REQUIRED TASK >> Turn the material below, from the line with "Can you find the grass" to the line with "<point>122,113</point>", into a two-column CSV with the headers instruction and response. Each row should pair one text with its answer, each in a single quoted field with line breaks changed to spaces.

EXCERPTED RECORDS >>
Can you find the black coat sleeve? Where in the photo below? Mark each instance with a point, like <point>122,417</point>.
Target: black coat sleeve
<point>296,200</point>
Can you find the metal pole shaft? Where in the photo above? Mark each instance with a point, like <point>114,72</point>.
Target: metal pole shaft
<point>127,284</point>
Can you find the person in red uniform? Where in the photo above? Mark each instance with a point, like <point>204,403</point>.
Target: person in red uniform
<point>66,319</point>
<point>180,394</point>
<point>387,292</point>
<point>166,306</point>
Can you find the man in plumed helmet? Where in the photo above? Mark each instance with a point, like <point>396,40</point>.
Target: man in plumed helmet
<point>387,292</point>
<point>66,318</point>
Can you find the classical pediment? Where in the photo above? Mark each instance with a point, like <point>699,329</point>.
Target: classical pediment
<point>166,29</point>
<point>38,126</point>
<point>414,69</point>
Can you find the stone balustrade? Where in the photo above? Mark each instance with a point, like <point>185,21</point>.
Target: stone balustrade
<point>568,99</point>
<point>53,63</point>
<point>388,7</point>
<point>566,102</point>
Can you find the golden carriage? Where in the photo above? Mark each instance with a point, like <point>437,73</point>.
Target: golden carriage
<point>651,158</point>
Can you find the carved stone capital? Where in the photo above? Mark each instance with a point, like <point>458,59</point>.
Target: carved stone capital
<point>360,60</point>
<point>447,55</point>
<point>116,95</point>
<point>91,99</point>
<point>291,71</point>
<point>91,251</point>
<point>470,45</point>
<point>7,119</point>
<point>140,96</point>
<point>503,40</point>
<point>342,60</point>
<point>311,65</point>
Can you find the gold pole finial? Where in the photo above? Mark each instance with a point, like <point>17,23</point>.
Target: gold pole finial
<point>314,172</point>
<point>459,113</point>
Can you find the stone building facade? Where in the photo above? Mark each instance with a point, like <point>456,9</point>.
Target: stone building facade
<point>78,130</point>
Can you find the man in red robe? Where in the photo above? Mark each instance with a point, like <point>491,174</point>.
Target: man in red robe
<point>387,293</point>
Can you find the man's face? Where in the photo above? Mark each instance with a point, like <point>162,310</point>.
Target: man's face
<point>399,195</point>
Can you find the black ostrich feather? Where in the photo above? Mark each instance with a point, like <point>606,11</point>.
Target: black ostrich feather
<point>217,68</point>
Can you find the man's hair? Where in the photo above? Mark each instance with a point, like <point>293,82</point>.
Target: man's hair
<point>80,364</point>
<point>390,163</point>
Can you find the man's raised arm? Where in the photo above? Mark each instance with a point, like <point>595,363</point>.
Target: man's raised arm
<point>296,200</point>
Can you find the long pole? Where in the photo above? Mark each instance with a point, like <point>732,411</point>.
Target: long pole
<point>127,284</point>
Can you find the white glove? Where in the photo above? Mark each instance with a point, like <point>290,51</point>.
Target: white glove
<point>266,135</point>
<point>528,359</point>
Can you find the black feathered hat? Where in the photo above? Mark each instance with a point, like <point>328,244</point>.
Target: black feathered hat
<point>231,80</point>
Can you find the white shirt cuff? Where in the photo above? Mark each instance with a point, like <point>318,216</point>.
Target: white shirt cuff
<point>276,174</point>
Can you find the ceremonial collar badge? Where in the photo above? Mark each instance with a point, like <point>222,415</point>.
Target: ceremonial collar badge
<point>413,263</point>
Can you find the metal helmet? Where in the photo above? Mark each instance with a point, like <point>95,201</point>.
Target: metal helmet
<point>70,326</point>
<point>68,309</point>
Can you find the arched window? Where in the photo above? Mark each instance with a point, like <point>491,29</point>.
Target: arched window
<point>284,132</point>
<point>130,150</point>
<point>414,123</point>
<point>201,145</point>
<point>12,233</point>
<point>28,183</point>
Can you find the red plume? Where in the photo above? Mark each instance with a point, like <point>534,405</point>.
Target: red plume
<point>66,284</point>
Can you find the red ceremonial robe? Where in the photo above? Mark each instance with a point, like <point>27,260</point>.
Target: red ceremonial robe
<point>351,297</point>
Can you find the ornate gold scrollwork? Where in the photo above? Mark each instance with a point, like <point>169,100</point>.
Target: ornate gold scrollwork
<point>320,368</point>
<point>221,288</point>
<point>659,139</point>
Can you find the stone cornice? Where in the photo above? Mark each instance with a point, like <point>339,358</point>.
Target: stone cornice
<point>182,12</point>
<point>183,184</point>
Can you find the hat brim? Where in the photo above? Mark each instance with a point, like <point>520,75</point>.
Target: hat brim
...
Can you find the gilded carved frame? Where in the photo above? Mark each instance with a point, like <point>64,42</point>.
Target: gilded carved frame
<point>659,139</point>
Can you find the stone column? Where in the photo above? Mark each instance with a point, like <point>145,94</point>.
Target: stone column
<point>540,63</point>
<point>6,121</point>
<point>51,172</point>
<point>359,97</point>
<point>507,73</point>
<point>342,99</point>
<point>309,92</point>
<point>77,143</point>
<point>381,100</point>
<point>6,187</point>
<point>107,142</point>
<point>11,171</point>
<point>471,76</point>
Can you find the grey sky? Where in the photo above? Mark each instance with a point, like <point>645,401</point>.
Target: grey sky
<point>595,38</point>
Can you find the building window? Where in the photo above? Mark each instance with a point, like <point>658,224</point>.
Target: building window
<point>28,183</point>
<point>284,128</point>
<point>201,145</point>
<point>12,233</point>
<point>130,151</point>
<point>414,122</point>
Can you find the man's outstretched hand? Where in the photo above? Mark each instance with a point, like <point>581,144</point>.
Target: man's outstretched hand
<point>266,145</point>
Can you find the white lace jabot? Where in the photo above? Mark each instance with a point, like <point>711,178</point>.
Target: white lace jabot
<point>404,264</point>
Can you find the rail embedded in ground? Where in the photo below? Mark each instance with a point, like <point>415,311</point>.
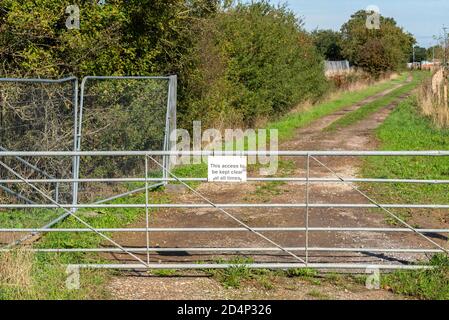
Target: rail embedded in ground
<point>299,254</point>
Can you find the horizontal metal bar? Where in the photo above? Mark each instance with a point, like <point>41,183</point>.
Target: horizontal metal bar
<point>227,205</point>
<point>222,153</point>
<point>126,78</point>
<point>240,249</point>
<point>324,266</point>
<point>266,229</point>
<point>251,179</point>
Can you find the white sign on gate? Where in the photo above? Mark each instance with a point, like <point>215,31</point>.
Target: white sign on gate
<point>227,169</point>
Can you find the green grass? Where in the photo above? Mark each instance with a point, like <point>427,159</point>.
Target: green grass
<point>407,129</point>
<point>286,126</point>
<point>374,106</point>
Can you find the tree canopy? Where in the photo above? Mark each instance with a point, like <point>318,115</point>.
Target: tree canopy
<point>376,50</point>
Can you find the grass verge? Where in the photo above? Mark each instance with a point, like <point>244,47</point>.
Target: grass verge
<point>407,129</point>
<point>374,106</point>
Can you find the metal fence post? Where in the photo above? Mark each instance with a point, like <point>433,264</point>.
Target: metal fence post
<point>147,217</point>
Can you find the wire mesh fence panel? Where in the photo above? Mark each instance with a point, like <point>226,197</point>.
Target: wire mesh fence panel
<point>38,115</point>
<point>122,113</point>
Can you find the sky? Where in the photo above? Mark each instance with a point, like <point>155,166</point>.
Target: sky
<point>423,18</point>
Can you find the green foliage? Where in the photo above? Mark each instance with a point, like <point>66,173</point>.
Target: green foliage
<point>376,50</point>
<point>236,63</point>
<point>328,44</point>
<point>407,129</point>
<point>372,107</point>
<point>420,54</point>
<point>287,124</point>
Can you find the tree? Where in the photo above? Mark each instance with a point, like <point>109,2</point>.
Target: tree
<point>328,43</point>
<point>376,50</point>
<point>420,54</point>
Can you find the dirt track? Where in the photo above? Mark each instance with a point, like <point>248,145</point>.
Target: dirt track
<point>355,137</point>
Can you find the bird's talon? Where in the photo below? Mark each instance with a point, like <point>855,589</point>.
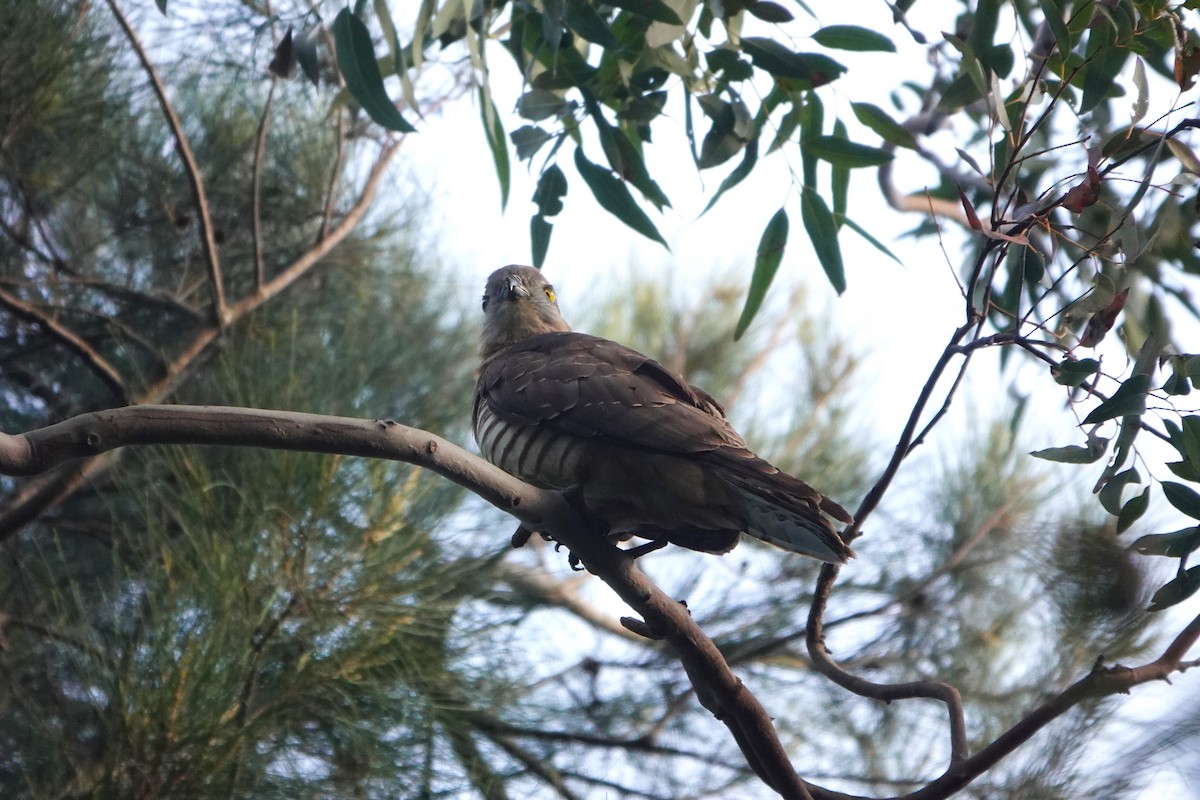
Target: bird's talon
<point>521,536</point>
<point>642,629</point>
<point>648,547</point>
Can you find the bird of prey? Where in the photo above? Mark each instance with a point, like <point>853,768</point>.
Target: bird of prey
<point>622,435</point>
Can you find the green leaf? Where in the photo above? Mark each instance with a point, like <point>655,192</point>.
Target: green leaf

EXERCISE RESULT >>
instruction,response
"Can you find the grass verge? Where in the photo above? Mark each instance with a point, like <point>244,47</point>. Target: grass verge","<point>407,129</point> <point>374,106</point>"
"Can you find the metal fence post? Where in the photo above? Mark each instance with a point, like <point>433,264</point>. Target: metal fence post","<point>147,217</point>"
"Can you find the wire mesh fence panel? Where in the photo above? Mark each instance with a point, like <point>226,197</point>. Target: wire mesh fence panel","<point>38,115</point> <point>122,113</point>"